Challenge 1: Rewrite the bounding-box rows below, changing "Detection brief" to "Labeling brief" and leaving everything else unchanged. Omit the pictures from your answer.

━━ Page text

Impulsive control and synchronization of a new unified hyperchaotic system with varying control gains and impulsive intervals

Abstract

In this paper, we investigate the impulsive control and synchronization of a new unified hyperchaotic system. This new system unifies both the hyperchaotic Lorenz system and the hyperchaotic Chen system. Some conditions are given to guarantee the global asymptotic stability of the controlled and synchronized system. The control gains and impulsive intervals are both variable. Moreover, we estimate the upper bound of impulsive interval for stable control and synchronization. Simulations are included to show the effectiveness of the theoretical results.

━━━━
━━ Information provided

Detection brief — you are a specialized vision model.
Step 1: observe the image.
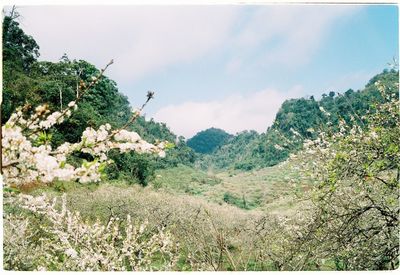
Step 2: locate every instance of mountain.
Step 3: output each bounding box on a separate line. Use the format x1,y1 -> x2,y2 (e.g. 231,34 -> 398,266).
1,12 -> 195,184
187,128 -> 232,154
199,70 -> 399,170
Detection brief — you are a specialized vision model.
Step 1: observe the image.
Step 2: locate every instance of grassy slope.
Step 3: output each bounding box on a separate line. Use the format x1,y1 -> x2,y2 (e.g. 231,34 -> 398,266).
20,160 -> 322,270
154,162 -> 311,214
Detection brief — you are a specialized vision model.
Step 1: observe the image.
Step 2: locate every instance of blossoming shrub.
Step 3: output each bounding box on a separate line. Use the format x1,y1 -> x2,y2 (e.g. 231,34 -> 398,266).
290,82 -> 400,270
4,195 -> 178,271
2,62 -> 165,187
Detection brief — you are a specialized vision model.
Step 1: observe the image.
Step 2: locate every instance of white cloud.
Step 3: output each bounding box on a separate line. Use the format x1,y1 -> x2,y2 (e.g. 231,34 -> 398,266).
19,6 -> 237,81
227,5 -> 361,71
153,86 -> 303,138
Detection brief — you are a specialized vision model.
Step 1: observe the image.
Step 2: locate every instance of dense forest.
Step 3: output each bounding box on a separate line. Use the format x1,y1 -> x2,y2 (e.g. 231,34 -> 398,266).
1,14 -> 195,185
1,8 -> 400,271
198,70 -> 399,170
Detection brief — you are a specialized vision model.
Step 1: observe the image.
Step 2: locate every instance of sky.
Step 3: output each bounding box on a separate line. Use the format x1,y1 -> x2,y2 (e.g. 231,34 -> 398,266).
7,5 -> 399,138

━━━━

Challenge 2: Condense the paragraph of the hyperchaotic system abstract that begins "In this paper, we investigate" into a short bulleted list of its main facts.

Solution 1:
Labeling brief — you are a specialized vision model.
Step 1: observe the image.
Step 2: locate every instance of mountain.
Step 3: output each bounding box on a separate line. Use the format x1,y1 -> x2,y2 (e.g. 231,34 -> 398,266).
1,12 -> 195,184
187,128 -> 232,154
199,70 -> 399,170
Labeling brief — you are a specialized vision model.
Step 1: observe the image.
Step 2: locate every instance of grassy slope.
Step 3: output each bounding box on a separate line. Use the format x1,y1 -> x2,y2 (e.g. 231,34 -> 398,266).
20,160 -> 322,270
154,162 -> 311,214
Labeling brief — you are a specialized vision model.
Step 1: observe the image.
Step 2: locate every instance of blossoming shrub.
Step 3: output each bounding box on a separate line. Use the format x1,y1 -> x2,y2 (e.g. 231,34 -> 398,266).
290,82 -> 400,270
4,195 -> 178,271
2,62 -> 165,187
Labeling brief — you are a specialized vision model.
Step 1: observe the image.
Step 2: locate every instance of white cloud.
Step 3: output each bounding box on a separate line. Use the format x1,y1 -> x2,y2 (e.g. 231,34 -> 398,266).
19,6 -> 237,81
227,5 -> 361,71
153,86 -> 303,138
Labeling brief — you are a specialized vision model.
Step 1: observe the image.
Step 2: locate every instance of dense forest.
Step 3: output each bounding box on a separate line. Use the format x1,y1 -> x2,y2 (e.g. 231,34 -> 398,266).
1,14 -> 195,185
1,8 -> 400,271
198,70 -> 399,170
Labeling brief — you are a specialized vision model.
Step 1: observe the image.
Step 2: locate every instance of sky.
Step 3: output each bounding box on a separate line. Use the format x1,y1 -> x2,y2 (e.g. 231,34 -> 398,266).
7,5 -> 399,138

Solution 2:
- Subject: impulsive control and synchronization of a new unified hyperchaotic system.
- The new system unifies the hyperchaotic Lorenz system and the hyperchaotic Chen system.
- Conditions are given that guarantee global asymptotic stability of the controlled and synchronized system.
- Both the control gains and the impulsive intervals are variable.
- An upper bound on the impulsive interval for stable control and synchronization is estimated.
- Simulations show the effectiveness of the theoretical results.